■ Entries provided
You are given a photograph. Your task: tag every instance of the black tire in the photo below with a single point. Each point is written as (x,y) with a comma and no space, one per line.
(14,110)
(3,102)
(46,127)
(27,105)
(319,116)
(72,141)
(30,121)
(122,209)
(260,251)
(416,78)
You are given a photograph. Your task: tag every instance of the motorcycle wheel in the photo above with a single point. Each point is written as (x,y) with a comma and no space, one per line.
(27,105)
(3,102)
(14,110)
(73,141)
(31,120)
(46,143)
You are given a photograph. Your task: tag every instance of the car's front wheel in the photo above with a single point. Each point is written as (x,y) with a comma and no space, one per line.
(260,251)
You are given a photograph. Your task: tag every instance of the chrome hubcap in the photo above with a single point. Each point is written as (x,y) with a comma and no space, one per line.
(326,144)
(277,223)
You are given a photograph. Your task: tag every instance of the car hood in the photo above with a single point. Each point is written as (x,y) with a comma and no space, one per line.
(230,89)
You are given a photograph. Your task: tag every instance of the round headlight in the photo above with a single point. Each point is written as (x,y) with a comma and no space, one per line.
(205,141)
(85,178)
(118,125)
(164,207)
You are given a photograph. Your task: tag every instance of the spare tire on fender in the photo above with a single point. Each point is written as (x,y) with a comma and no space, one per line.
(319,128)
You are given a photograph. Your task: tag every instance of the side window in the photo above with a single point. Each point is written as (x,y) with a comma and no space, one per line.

--

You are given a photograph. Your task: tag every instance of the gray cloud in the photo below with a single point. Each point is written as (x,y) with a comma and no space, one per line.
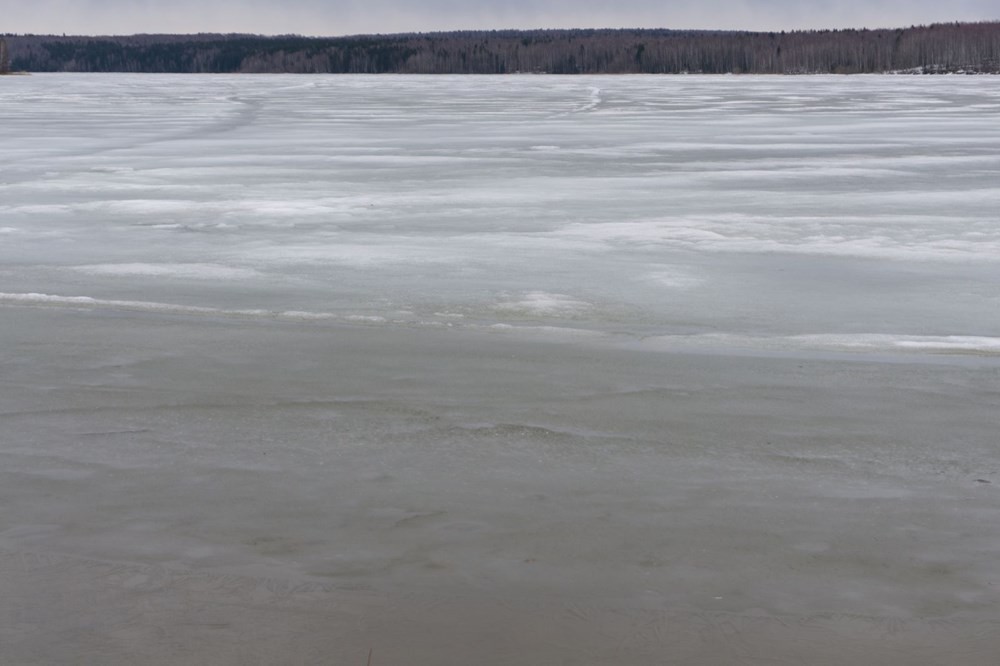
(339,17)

---

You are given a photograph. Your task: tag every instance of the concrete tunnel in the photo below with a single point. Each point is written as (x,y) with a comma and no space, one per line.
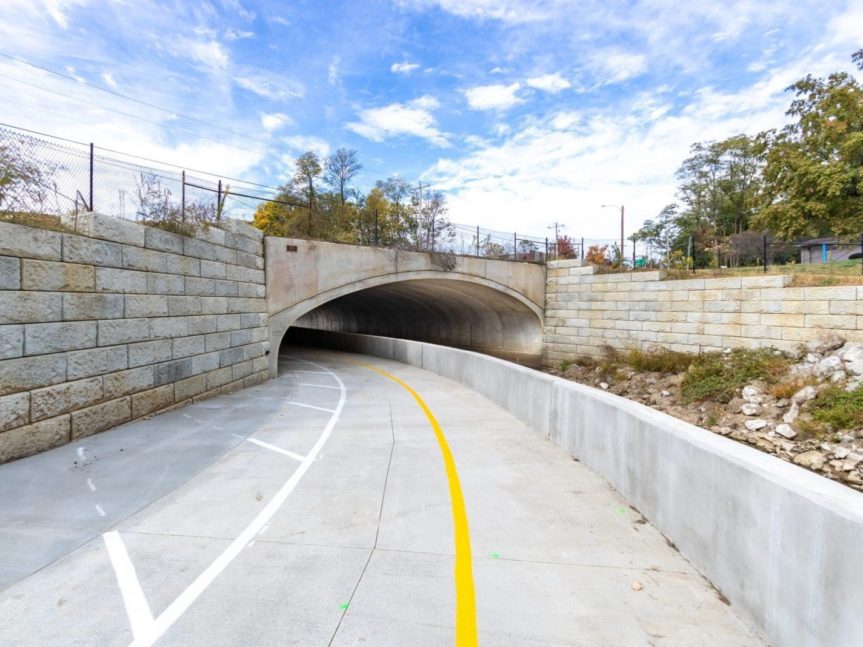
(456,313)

■ Requirement
The exact lines of the material above starting at the one that contains "of the round" and ending at the one that contains "of the side" are what to retype; leave out everything else.

■ Solved problem
You are given a photograph. Your task: tag every instance of the round headlight in the photo above with a single point. Each point is written as (x,y) with a comma and no space, one per line.
(205,141)
(85,178)
(118,125)
(164,207)
You are given a photograph. Your task: tag every instance of the spare tire on fender in the photo above with a single point. Each point is written as (x,y) with a comma and no space, one per line.
(319,128)
You are given a photograph. Your task: tag every instance of the side window in the photo above with a single point. Each point is written as (x,y) with a comma and no space, one per line.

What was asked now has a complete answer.